The number of jazz-centered big bands "on the road" these days can be counted on the fingers of one hand with a digit or two to spare. The Glenn Miller
and Count Basie
orchestras remain randomly active, the Duke Ellington
and Woody Herman
progeny somewhat less so. As for the rest . . . R.I.P. Stan Kenton
, another pillar of the Big Band Era, made it clear he wanted no "ghost band" touring and playing his music long after he was gone. That did not, however, preclude the formation of the Stan Kenton Legacy Orchestra, in which the Kenton library plays but a minor role.
Thanks to the dedication and diligence of leader Mike Vax
, the SKLO has been on the road at least once each year for more than the past twenty. The tours, which can last from a couple of weeks to a month, generally include concerts and clinics at high schools and colleges wherein the band members are able to interact with young men and women who may never have seen a professional big band in person let alone received guidance from the musicians themselves. Keeping the orchestra intact and afloat is a monumental task, one to which trumpeter Vax, an alumnus of the Kenton orchestra, has dedicated an untold number of hours and days over many years.

=====

ACTIVITY A: According to the big band passage, how long can the Stan Kenton Legacy Orchestra's tours last?
ACTIVITY B: Summarize the big band passage in two sentences.
ACTIVITY C: Reproduce word for word everything in the big band passage from "The number of" down to "a minor role.".

=====

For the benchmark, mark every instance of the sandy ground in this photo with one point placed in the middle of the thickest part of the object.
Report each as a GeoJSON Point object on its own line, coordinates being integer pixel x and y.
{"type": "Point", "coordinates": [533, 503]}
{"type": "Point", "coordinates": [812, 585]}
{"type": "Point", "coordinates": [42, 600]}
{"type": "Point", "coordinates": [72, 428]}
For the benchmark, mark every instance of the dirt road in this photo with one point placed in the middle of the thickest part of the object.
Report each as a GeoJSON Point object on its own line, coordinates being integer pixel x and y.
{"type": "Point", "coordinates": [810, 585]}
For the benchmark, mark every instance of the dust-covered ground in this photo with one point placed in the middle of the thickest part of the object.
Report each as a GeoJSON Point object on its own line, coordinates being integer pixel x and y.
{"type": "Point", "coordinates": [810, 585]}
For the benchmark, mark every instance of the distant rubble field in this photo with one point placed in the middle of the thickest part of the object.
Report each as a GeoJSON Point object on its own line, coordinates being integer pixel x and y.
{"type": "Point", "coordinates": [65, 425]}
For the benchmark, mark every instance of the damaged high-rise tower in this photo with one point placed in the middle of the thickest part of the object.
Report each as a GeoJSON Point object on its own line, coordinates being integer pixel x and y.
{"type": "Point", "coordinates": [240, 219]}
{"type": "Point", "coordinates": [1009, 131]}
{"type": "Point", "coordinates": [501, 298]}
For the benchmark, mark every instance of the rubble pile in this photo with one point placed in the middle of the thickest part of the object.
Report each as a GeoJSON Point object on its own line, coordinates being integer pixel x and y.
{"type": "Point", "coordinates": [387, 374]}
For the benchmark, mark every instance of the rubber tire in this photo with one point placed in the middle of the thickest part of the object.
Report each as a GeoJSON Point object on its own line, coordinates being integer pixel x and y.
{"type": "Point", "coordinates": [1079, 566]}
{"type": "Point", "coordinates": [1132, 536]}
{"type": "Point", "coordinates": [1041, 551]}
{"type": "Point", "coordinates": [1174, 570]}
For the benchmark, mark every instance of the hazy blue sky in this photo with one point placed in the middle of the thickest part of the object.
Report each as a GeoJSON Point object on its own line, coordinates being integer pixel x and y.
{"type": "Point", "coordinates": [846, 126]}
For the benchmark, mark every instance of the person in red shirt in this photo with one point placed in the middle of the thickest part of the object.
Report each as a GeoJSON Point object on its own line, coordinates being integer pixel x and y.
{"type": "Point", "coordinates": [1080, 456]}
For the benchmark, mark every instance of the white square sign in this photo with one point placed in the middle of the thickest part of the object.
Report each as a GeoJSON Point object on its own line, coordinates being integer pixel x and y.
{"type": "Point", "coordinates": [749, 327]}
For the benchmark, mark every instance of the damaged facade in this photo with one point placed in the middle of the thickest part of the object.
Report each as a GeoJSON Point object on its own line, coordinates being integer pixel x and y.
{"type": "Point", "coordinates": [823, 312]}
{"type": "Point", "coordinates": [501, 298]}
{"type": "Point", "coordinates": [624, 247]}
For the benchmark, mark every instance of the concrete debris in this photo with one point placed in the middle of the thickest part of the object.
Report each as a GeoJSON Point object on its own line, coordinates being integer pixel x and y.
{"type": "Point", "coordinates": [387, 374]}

=====

TASK RESULT A: They can last from a couple of weeks to a month.

TASK RESULT B: Only a handful of jazz-centered big bands still tour, and although Stan Kenton wanted no "ghost band" playing his music after he was gone, the Stan Kenton Legacy Orchestra was formed with the Kenton library playing only a minor role. Led by trumpeter and Kenton alumnus Mike Vax, the orchestra has toured at least once a year for more than twenty years, giving concerts and clinics at high schools and colleges.

TASK RESULT C:
The number of jazz-centered big bands "on the road" these days can be counted on the fingers of one hand with a digit or two to spare. The Glenn Miller
and Count Basie
orchestras remain randomly active, the Duke Ellington
and Woody Herman
progeny somewhat less so. As for the rest . . . R.I.P. Stan Kenton
, another pillar of the Big Band Era, made it clear he wanted no "ghost band" touring and playing his music long after he was gone. That did not, however, preclude the formation of the Stan Kenton Legacy Orchestra, in which the Kenton library plays but a minor role.